# Indoor decorating 2017 has begun!



## J-Man (Feb 1, 2011)

My wife has already started our indoor decorating. We usually start around the middle of August but she had the urge a bit early this year. We start having guests over right after Labor Day. This is our antler chandelier decked out for the season.


----------



## lizzyborden (Sep 17, 2009)

Looks awesome!

I have two shelves in the living room and a curio cabinet in the dining room that I've left decorated for the past two years. If I don't get around to dusting them for a few weeks, it just adds to the atmosphere.


----------



## Pumpkins365 (Jul 30, 2017)

Went up two weeks ago!


----------



## ardeleon091 (Aug 22, 2016)

We started but small when we got back from our vacations two weeks ago. All the shelves we're newly installed. It's a mix of new and old mostly from At Home. The shelf with the luminary and the two characters is from Bath and Body Works. My favorite piece is the jacket hanging on the wall it's an American Horror Story Coven jacket I purchased for my wife. Still have more to do and buy.





































Sent from my XT1650 using Tapatalk


----------



## Forhekset (Oct 23, 2014)

Where'd you get those floating shelves, ardeleon? I've been looking for something similar.


----------



## ardeleon091 (Aug 22, 2016)

Forhekset said:


> Where'd you get those floating shelves, ardeleon? I've been looking for something similar.


Purchased them at Lowe's. They have three different finishes black, white, and one they call natural wood. They aren't of the highest quality and some have come damaged or the mounting brackets crooked. Never had any trouble exchanging them. Have those new ones and two as well in my computer room. They've held up well so far. 

Sent from my XT1650 using Tapatalk


----------



## JoyfulCrow (Aug 31, 2015)

The Coven jacket is so cool, and I love the candle holders in the first picture! Also, I see someone else watches Shadowhunters...


----------



## ardeleon091 (Aug 22, 2016)

JoyfulCrow said:


> The Coven jacket is so cool, and I love the candle holders in the first picture! Also, I see someone else watches Shadowhunters...


Thank you! Sadly where we live it's to heavy of a coat for our sorry excuse of a winter. Those candle holders were just purchased last weekend from At Home. Iirc they came in orange and purple as well. 

Sent from my XT1650 using Tapatalk


----------



## ardeleon091 (Aug 22, 2016)

JoyfulCrow said:


> The Coven jacket is so cool, and I love the candle holders in the first picture! Also, I see someone else watches Shadowhunters...

···

Short problem A: Print the passage of the decorating thread from "## Pumpkins365 (Jul" up to and including "do and buy.".
Short problem B: According to the decorating thread, at which store did ardeleon091 buy the floating shelves?
Short problem C: Write the next part of the indoor decorating thread, picking up right after its final line.

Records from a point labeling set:
···

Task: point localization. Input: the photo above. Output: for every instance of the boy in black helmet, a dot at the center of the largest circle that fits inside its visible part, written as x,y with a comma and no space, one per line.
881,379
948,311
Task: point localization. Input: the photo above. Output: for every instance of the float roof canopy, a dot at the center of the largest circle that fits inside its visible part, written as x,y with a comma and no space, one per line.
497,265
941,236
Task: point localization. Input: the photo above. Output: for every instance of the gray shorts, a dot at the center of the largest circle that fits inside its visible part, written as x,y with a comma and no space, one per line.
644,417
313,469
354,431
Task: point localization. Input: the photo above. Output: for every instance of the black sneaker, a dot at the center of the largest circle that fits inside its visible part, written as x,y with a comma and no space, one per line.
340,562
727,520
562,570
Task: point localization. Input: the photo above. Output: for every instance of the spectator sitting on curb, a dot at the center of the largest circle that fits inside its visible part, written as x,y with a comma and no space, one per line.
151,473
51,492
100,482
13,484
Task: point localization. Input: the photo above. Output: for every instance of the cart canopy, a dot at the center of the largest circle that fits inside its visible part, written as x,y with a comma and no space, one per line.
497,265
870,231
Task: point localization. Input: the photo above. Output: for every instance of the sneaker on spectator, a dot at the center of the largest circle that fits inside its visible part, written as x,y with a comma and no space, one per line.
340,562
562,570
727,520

···

Expected output A:
## Pumpkins365 (Jul 30, 2017)

Went up two weeks ago!


----------



## ardeleon091 (Aug 22, 2016)

We started but small when we got back from our vacations two weeks ago. All the shelves we're newly installed. It's a mix of new and old mostly from At Home. The shelf with the luminary and the two characters is from Bath and Body Works. My favorite piece is the jacket hanging on the wall it's an American Horror Story Coven jacket I purchased for my wife. Still have more to do and buy.

Expected output B: Lowe's.

Expected output C:
Forgot to mention they have led candles in them already no flicker just solid light. The Shadowhunters is my wife I've watched a couple episodes with her. 

Sent from my XT1650 using Tapatalk


----------



## ardeleon091 (Aug 22, 2016)

Pics of the led candle holders.





































Sent from my XT1650 using Tapatalk


----------



## tcloudy13 (Jun 21, 2017)

Donna of the Dead in the laundry room. This is after he found our mummy bride in our babies nursery...baby loves the animatronics.  Couldn't be more excited for this season!


----------



## Bobbiejo (Aug 9, 2017)

Not sure if this counts.... I bought Halloween tabletop candelabras from Grandin Road maybe 5-7 years ago. They were used once in all that time. Well I am creating a sitting room to relax in and wanted a chandelier. Why buy new when I can finally make use of those Halloween candelabras? My husband hung them up a couple weeks ago and they look awesome! I also have the palm reader sign currently available at Grandin Road hanging up in the same room. Crystal balls and tarot cards are also on display year-round.


----------



## tcloudy13 (Jun 21, 2017)

My photo didnt post. This is my husband and Donna We hid animatronics in the house and kept getting him to jump.


----------



## acanton04 (Sep 4, 2016)

These went up last week! I slowly start to drag the indoor stuff at the end of July and beginning of August. I put a raven doormat and trick or treat window clings outside, I have to wait till it cools down a bit before I can put more outdoor stuff up.


----------



## Stochey (Sep 22, 2009)

acanton04 said:


> View attachment 452057
> View attachment 452065
> View attachment 452073
> 
> ...


love those candles with the old pics!


----------



## acanton04 (Sep 4, 2016)

Stochey said:


> love those candles with the old pics!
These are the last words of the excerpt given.